RECORDS FOR PROCESSING START

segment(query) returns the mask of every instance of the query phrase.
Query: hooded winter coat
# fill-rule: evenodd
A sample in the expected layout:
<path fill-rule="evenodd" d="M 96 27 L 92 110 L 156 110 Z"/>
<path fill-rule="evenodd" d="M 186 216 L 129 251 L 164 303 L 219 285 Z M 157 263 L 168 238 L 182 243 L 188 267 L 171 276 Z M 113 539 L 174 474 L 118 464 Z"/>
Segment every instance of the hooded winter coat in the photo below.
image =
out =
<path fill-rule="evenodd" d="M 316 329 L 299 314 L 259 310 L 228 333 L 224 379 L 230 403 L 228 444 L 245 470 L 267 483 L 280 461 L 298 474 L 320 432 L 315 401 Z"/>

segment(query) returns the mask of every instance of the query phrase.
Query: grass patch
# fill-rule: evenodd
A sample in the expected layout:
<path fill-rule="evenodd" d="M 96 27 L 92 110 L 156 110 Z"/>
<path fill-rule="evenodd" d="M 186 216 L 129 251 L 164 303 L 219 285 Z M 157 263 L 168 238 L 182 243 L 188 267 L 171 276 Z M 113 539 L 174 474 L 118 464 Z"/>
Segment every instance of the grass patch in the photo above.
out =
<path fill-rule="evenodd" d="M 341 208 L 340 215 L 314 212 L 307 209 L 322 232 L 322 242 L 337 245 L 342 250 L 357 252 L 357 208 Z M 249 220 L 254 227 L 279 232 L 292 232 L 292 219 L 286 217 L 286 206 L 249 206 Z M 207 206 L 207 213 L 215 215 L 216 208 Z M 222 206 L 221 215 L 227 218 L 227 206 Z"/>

RECORDS FOR PROCESSING END

__GOAL OF THE EXERCISE__
Please print each entry once more, exactly as it reads.

__RESULT__
segment(query) returns the mask of every instance of the query phrase.
Query: hooded winter coat
# fill-rule: evenodd
A sample in the expected layout:
<path fill-rule="evenodd" d="M 96 27 L 92 110 L 156 110 Z"/>
<path fill-rule="evenodd" d="M 186 216 L 129 251 L 164 303 L 219 285 Z M 157 263 L 168 238 L 182 243 L 188 267 L 171 276 Z M 113 539 L 174 474 L 118 464 Z"/>
Segment every instance of the hooded winter coat in the photo below.
image =
out =
<path fill-rule="evenodd" d="M 316 329 L 299 314 L 259 310 L 228 333 L 224 379 L 230 403 L 228 444 L 245 470 L 267 483 L 280 461 L 298 474 L 320 432 L 315 401 Z"/>

segment(query) returns the mask of every instance of the query phrase.
Query: grass patch
# fill-rule: evenodd
A sample in the expected layout:
<path fill-rule="evenodd" d="M 96 27 L 92 110 L 156 110 Z"/>
<path fill-rule="evenodd" d="M 186 216 L 129 251 L 164 303 L 219 285 Z M 157 263 L 168 238 L 182 243 L 188 267 L 171 276 Z M 113 539 L 174 474 L 118 464 Z"/>
Segment every instance of the grass patch in the photo above.
out =
<path fill-rule="evenodd" d="M 341 208 L 340 215 L 314 212 L 307 209 L 322 232 L 322 242 L 337 245 L 342 250 L 357 252 L 357 208 Z M 249 220 L 254 227 L 279 232 L 292 232 L 292 219 L 286 217 L 286 206 L 249 206 Z M 207 206 L 207 213 L 215 215 L 216 208 Z M 222 206 L 221 215 L 227 218 L 227 206 Z"/>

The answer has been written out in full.